▶ **REQUIREMENT**:
Continue the text on Version 6 Unix and its ports, picking up right after its last sentence.

▶ **TEXT SECTION**:
○ ○ ○

V6 Unix was released as a distribution including the full source code. Since source code was available and the license was not explicit enough to forbid it, V6 was taken up as a teaching tool, notably by the University of California, Berkeley, Johns Hopkins University and the University of New South Wales (UNSW).

UC Berkeley distributed a set of add-on programs called the First Berkeley Software Distribution or 1BSD, which later became a complete operating system distribution.

UNSW professor John Lions' famous Commentary on UNIX 6th Edition was an edited selection of the main parts of the kernel as implemented for a Digital PDP-11/40, and was the main source of kernel documentation for many early Unix developers. Due to license restrictions on later Unix versions, the book was mainly distributed by samizdat photo-copying.

The source code for the original V6 Unix was later made available as free software under a BSD License from the SCO Group.

==Portability==
Unix ran on a non-Digital computer for the first time when ported to Interdata hardware. Interdata maker Perkin-Elmer became the first minicomputer company to support Unix.

===Interdata 7/32===
In 1977, Richard Miller and Ross Nealon, working under the supervision of professor Juris Reinfelds at Wollongong University, completed a port of V6 Unix to the Interdata 7/32, thus proving the portability of Unix and its new systems programming language C in practice. Their "Wollongong Interdata UNIX, Level 6" also included utilities developed at Wollongong, and later releases had features of V7, notably its C compiler. Wollongong Unix was the first ever port to a platform other than the PDP series of computers, proving that portable operating systems were indeed feasible, and that C was the language in which to write them. In 1980, this version was licensed to The Wollongong Group in Palo Alto that published it as Edition 7.

===Interdata 8/32===
Around the same time, a Bell Labs port to the Interdata 8/32 was completed, but not externally released. The goal of this port was to improve the portability of Unix more generally, as well to produce a portable version of the C compiler. The resulting Portable C Compiler (PCC) was distributed with V7 and many later versions of Unix, and was used to produce the UNIX/32V port to the VAX.

○ ○ ○

▶ **GIVEN RECORDS**:
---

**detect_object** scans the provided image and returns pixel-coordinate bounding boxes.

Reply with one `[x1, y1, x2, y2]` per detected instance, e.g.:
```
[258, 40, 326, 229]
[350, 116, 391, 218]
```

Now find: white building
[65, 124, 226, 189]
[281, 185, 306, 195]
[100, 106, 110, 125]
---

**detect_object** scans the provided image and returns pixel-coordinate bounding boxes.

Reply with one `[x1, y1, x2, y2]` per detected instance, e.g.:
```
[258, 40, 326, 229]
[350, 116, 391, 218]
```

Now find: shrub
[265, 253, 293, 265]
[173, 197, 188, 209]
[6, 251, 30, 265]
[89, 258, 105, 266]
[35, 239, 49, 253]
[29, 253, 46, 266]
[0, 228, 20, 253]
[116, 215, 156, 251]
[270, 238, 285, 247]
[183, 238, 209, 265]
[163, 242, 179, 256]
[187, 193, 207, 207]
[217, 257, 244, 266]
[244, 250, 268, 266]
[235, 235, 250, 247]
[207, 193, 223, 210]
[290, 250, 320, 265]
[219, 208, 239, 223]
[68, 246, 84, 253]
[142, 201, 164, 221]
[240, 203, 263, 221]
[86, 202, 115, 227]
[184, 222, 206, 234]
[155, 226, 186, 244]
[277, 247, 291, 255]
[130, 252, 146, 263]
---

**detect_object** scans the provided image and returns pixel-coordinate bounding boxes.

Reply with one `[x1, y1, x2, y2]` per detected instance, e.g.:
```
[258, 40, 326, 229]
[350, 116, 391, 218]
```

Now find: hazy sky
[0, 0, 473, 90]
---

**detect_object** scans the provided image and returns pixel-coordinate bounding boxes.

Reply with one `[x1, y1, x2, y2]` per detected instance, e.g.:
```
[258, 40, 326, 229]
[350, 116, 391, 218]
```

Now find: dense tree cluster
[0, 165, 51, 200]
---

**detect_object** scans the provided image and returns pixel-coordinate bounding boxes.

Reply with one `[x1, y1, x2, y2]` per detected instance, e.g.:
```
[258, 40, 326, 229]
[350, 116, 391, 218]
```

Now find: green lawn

○ ○ ○

▶ **OUTPUT FOR THIS EXERCISE**:
===IBM VM/370===
A third Unix portability project was completed at Princeton, NJ in 1976–1977, where the Unix kernel was adapted to run as a guest operating on IBM's VM/370 virtualization environment. This version became the nucleus of Amdahl's first internal UNIX offering. (see Amdahl UTS)

==Variants and extensions==
Bell Labs developed several variants of V6, including the stripped-down MINI-UNIX for low-end PDP-11 models, LSI-UNIX or LSX for the LSI-11, and the real-time operating system UNIX/RT, which merged V6 Unix and the earlier MERT hypervisor.

After AT&T decided the distribution by Bell Labs of a number of pre-V7 bug fixes would constitute support (disallowed by an antitrust settlement) a tape with the patchset was slipped to Lou Katz of USENIX, who distributed them.

The University of Sydney released the Australian Unix Share Accounting Method (AUSAM) in January 1978, a V6 variant with improved security and process accounting, in addition to the fifty fixes that leaked out of Bell Labs. There were several subsequent releases.

Interactive Systems Corporation released an enhanced PDP-11 version for office automation called IS/1.

In the Eastern Bloc, clones of V6 Unix appeared for local-built PDP-11 clones (MNOS, later augmented for partial compatibility with BSD Unix) and for the Elektronika BK personal computer (BKUNIX, based on LSX).

V6 was used for teaching at MIT in 2002 through 2006, and subsequently replaced by a simpler clone called xv6.